— START —

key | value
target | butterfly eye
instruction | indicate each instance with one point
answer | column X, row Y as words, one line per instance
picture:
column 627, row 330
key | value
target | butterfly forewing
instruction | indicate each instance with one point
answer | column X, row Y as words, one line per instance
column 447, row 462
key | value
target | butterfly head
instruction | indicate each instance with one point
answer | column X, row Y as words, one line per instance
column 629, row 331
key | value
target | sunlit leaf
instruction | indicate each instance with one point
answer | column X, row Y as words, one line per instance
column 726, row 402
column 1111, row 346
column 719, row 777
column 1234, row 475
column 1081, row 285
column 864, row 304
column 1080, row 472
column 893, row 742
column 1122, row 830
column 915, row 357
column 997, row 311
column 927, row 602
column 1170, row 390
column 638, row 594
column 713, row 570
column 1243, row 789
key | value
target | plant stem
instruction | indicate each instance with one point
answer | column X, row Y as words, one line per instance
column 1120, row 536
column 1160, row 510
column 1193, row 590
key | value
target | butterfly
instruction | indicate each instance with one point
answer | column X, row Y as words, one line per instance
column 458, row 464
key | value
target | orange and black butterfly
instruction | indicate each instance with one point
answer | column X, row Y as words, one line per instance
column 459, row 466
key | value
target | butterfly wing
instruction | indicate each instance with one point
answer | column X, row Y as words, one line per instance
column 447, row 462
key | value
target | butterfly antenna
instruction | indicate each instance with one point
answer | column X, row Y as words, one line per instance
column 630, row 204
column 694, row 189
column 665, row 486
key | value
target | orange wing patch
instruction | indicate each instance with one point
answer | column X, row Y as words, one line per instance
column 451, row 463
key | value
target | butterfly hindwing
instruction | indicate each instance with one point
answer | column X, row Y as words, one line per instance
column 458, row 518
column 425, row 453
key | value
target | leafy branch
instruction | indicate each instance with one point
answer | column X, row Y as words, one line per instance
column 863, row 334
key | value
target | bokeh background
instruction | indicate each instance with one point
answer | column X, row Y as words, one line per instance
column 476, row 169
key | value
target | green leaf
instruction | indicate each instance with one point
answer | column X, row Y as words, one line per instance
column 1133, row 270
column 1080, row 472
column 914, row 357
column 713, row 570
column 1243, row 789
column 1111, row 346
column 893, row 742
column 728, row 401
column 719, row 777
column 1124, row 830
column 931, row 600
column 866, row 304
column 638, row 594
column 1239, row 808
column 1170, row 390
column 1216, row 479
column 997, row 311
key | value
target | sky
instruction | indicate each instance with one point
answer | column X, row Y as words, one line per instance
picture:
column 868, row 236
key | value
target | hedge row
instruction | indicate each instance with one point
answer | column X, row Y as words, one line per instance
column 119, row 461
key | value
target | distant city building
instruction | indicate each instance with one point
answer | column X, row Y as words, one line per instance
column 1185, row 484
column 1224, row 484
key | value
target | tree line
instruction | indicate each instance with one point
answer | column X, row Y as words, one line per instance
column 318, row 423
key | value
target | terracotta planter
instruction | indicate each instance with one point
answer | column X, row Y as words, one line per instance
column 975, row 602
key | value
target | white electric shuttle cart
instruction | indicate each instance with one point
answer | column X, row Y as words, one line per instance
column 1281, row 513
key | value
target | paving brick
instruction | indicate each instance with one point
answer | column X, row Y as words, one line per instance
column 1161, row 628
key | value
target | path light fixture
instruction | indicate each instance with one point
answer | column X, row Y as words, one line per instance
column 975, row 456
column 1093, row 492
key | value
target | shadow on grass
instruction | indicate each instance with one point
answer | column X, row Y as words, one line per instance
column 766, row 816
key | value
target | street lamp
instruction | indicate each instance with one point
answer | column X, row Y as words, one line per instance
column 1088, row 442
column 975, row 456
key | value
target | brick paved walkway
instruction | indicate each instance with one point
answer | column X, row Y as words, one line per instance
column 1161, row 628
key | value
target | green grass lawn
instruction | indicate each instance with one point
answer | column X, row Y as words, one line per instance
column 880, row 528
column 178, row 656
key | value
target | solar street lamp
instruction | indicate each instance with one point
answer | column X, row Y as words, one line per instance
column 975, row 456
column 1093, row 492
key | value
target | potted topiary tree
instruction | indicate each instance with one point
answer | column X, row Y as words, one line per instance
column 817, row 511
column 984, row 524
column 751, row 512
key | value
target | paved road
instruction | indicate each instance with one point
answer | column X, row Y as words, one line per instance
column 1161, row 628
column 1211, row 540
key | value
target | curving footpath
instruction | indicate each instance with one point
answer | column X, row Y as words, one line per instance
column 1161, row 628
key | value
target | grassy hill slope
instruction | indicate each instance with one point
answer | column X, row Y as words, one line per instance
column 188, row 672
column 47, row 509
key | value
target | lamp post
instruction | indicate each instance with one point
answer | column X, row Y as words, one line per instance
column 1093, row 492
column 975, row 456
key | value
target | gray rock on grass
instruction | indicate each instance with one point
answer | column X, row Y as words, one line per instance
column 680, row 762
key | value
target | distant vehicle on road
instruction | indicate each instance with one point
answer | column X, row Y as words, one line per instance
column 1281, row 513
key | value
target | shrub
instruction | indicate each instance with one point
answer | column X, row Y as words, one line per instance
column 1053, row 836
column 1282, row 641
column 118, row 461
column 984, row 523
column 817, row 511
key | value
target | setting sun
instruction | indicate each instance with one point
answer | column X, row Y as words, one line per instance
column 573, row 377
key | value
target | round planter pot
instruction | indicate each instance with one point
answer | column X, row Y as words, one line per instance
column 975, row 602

— END —

### Objective
Please pick out every line of the records above that contains the string "paved" and copy each one in full. Case counts when matching.

### Reply
target | brick paved walkway
target | paved road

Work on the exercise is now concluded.